The partnership agreement leaves NRx the potential to continue to own and to develop NRX-101 for the much larger indications of PTSD and chronic pain. With the database lock, we expect to report top line data later this month. Our patents on NRX-101 cover both composition of matter and its method of use to treat many forms of depression, PTSD and chronic pain. In 2023, we partnered with Professor Vania Apkarian and his research team at Northwestern University around the use of NRX-101 in treating chronic pain. Their 2016 clinical trial demonstrated efficacy on a post-hoc analysis and this week, they’re achieving data lock on a 200-person Department of Defense funded trial that seeks to replicate the — efficacy findings. In today’s world, there’s essentially nothing to treat chronic pain that bridges the relatively mild effects of Tylenol and Motrin like drugs on the one hand and the potent but addictive and dangerous class of opioids on the other.
The magnitude of the effect in chronic low back pain seen in the 2016 trial was such that a replication of that finding could provide a pain drug that has an effectiveness that’s close to opioids but a safety profile that’s far closer to the non-opioid pain drugs. We aspire to unlock a path to breakthrough nontoxic addictive pain drugs that could improve the lives of some 50 million American adults who suffer from chronic pain and nearly 0.5 billion around the world. This partnership in 2023 on chronic pain for NRX-101 has not diminished our interest in pursuing an indication for NRX-101 in post-traumatic stress disorder and the Oxford conference last week made clear that NMDA antagonists have enormous potential to treat PTSD. Thus, we hope to initiate our work in PTSD later in 2024.

TASKS AND EXERCISES
a) In the passage on NRX-101, how many people are in the Department of Defense funded trial?
b) Write out the passage on NRX-101 from "The magnitude of" up to and including "later in 2024.".
These entries come from a separate source.

(Image-based pointing data)
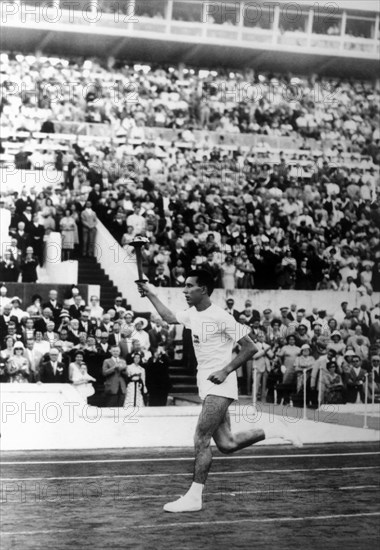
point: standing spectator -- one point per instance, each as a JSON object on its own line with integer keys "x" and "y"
{"x": 244, "y": 272}
{"x": 48, "y": 214}
{"x": 136, "y": 388}
{"x": 157, "y": 378}
{"x": 262, "y": 364}
{"x": 17, "y": 365}
{"x": 228, "y": 273}
{"x": 28, "y": 267}
{"x": 303, "y": 364}
{"x": 89, "y": 222}
{"x": 114, "y": 372}
{"x": 54, "y": 305}
{"x": 7, "y": 347}
{"x": 96, "y": 310}
{"x": 375, "y": 375}
{"x": 69, "y": 231}
{"x": 54, "y": 372}
{"x": 9, "y": 271}
{"x": 354, "y": 379}
{"x": 288, "y": 354}
{"x": 36, "y": 234}
{"x": 141, "y": 334}
{"x": 230, "y": 302}
{"x": 333, "y": 384}
{"x": 34, "y": 358}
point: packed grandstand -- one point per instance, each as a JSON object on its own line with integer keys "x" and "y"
{"x": 187, "y": 157}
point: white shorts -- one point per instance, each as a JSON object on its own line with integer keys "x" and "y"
{"x": 228, "y": 388}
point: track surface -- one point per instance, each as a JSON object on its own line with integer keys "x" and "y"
{"x": 319, "y": 497}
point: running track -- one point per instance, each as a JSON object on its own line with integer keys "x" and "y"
{"x": 318, "y": 497}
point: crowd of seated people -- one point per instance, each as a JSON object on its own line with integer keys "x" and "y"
{"x": 126, "y": 356}
{"x": 252, "y": 222}
{"x": 259, "y": 229}
{"x": 114, "y": 354}
{"x": 38, "y": 91}
{"x": 319, "y": 357}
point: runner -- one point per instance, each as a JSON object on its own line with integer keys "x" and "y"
{"x": 214, "y": 334}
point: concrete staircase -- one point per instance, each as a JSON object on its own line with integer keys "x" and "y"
{"x": 90, "y": 273}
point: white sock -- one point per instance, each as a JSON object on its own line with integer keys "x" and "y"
{"x": 273, "y": 432}
{"x": 195, "y": 491}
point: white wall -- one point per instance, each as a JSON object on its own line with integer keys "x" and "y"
{"x": 118, "y": 265}
{"x": 54, "y": 416}
{"x": 122, "y": 270}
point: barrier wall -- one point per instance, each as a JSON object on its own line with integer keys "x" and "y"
{"x": 54, "y": 416}
{"x": 261, "y": 299}
{"x": 25, "y": 291}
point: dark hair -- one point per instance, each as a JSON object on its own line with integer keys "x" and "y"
{"x": 204, "y": 278}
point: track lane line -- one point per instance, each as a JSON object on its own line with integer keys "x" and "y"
{"x": 181, "y": 459}
{"x": 239, "y": 472}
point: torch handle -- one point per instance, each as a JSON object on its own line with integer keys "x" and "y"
{"x": 139, "y": 262}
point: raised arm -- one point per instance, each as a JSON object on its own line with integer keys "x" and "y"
{"x": 149, "y": 291}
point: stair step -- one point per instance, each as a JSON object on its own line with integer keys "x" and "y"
{"x": 184, "y": 389}
{"x": 174, "y": 371}
{"x": 182, "y": 380}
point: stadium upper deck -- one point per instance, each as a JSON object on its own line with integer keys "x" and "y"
{"x": 340, "y": 38}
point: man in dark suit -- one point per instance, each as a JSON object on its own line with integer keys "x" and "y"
{"x": 230, "y": 302}
{"x": 36, "y": 235}
{"x": 114, "y": 338}
{"x": 115, "y": 383}
{"x": 54, "y": 372}
{"x": 157, "y": 334}
{"x": 375, "y": 375}
{"x": 126, "y": 344}
{"x": 85, "y": 324}
{"x": 5, "y": 319}
{"x": 54, "y": 305}
{"x": 354, "y": 379}
{"x": 41, "y": 323}
{"x": 76, "y": 309}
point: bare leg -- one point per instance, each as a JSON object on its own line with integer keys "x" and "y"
{"x": 214, "y": 410}
{"x": 227, "y": 442}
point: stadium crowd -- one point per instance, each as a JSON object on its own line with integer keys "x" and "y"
{"x": 127, "y": 356}
{"x": 306, "y": 222}
{"x": 253, "y": 222}
{"x": 130, "y": 98}
{"x": 124, "y": 355}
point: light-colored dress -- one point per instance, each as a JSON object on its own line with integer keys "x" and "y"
{"x": 18, "y": 369}
{"x": 81, "y": 382}
{"x": 69, "y": 231}
{"x": 288, "y": 355}
{"x": 302, "y": 364}
{"x": 136, "y": 386}
{"x": 228, "y": 276}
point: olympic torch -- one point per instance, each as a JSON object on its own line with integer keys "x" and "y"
{"x": 137, "y": 244}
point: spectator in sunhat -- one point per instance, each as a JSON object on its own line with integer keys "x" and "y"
{"x": 140, "y": 333}
{"x": 375, "y": 375}
{"x": 128, "y": 320}
{"x": 16, "y": 309}
{"x": 354, "y": 380}
{"x": 336, "y": 342}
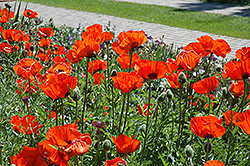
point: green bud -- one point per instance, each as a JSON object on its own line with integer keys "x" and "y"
{"x": 107, "y": 145}
{"x": 170, "y": 158}
{"x": 182, "y": 78}
{"x": 226, "y": 93}
{"x": 162, "y": 97}
{"x": 169, "y": 94}
{"x": 189, "y": 151}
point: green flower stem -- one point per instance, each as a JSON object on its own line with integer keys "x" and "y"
{"x": 146, "y": 132}
{"x": 97, "y": 149}
{"x": 180, "y": 117}
{"x": 62, "y": 112}
{"x": 56, "y": 112}
{"x": 207, "y": 150}
{"x": 126, "y": 113}
{"x": 85, "y": 96}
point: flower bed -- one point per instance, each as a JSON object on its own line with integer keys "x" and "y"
{"x": 73, "y": 97}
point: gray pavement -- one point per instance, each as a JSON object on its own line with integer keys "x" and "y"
{"x": 179, "y": 36}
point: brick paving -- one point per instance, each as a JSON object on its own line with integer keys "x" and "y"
{"x": 179, "y": 36}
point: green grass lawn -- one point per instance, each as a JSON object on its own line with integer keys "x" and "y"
{"x": 194, "y": 20}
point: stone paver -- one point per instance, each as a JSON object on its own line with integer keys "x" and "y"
{"x": 179, "y": 36}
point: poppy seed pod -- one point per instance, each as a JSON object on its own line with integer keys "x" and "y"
{"x": 107, "y": 145}
{"x": 189, "y": 151}
{"x": 226, "y": 92}
{"x": 182, "y": 78}
{"x": 162, "y": 97}
{"x": 169, "y": 94}
{"x": 209, "y": 147}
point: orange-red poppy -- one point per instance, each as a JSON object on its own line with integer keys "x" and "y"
{"x": 207, "y": 126}
{"x": 227, "y": 116}
{"x": 125, "y": 144}
{"x": 145, "y": 110}
{"x": 23, "y": 86}
{"x": 15, "y": 35}
{"x": 28, "y": 156}
{"x": 115, "y": 162}
{"x": 172, "y": 79}
{"x": 81, "y": 49}
{"x": 197, "y": 47}
{"x": 206, "y": 85}
{"x": 237, "y": 88}
{"x": 30, "y": 14}
{"x": 124, "y": 60}
{"x": 243, "y": 53}
{"x": 60, "y": 67}
{"x": 98, "y": 65}
{"x": 58, "y": 85}
{"x": 214, "y": 163}
{"x": 188, "y": 60}
{"x": 45, "y": 32}
{"x": 237, "y": 70}
{"x": 27, "y": 68}
{"x": 25, "y": 125}
{"x": 127, "y": 82}
{"x": 6, "y": 15}
{"x": 149, "y": 69}
{"x": 98, "y": 78}
{"x": 219, "y": 46}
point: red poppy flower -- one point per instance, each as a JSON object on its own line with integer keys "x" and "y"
{"x": 172, "y": 79}
{"x": 81, "y": 49}
{"x": 58, "y": 85}
{"x": 243, "y": 53}
{"x": 30, "y": 14}
{"x": 214, "y": 163}
{"x": 125, "y": 144}
{"x": 149, "y": 69}
{"x": 124, "y": 60}
{"x": 219, "y": 47}
{"x": 127, "y": 82}
{"x": 227, "y": 116}
{"x": 207, "y": 126}
{"x": 28, "y": 156}
{"x": 23, "y": 86}
{"x": 238, "y": 70}
{"x": 27, "y": 68}
{"x": 25, "y": 125}
{"x": 115, "y": 162}
{"x": 98, "y": 78}
{"x": 60, "y": 67}
{"x": 145, "y": 109}
{"x": 98, "y": 65}
{"x": 188, "y": 60}
{"x": 205, "y": 85}
{"x": 237, "y": 88}
{"x": 45, "y": 32}
{"x": 6, "y": 15}
{"x": 197, "y": 47}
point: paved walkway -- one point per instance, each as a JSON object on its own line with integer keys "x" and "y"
{"x": 179, "y": 36}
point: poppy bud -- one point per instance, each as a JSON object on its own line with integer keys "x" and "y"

REPLIES
a) 200 people.

b)
The magnitude of the effect in chronic low back pain seen in the 2016 trial was such that a replication of that finding could provide a pain drug that has an effectiveness that’s close to opioids but a safety profile that’s far closer to the non-opioid pain drugs. We aspire to unlock a path to breakthrough nontoxic addictive pain drugs that could improve the lives of some 50 million American adults who suffer from chronic pain and nearly 0.5 billion around the world. This partnership in 2023 on chronic pain for NRX-101 has not diminished our interest in pursuing an indication for NRX-101 in post-traumatic stress disorder and the Oxford conference last week made clear that NMDA antagonists have enormous potential to treat PTSD. Thus, we hope to initiate our work in PTSD later in 2024.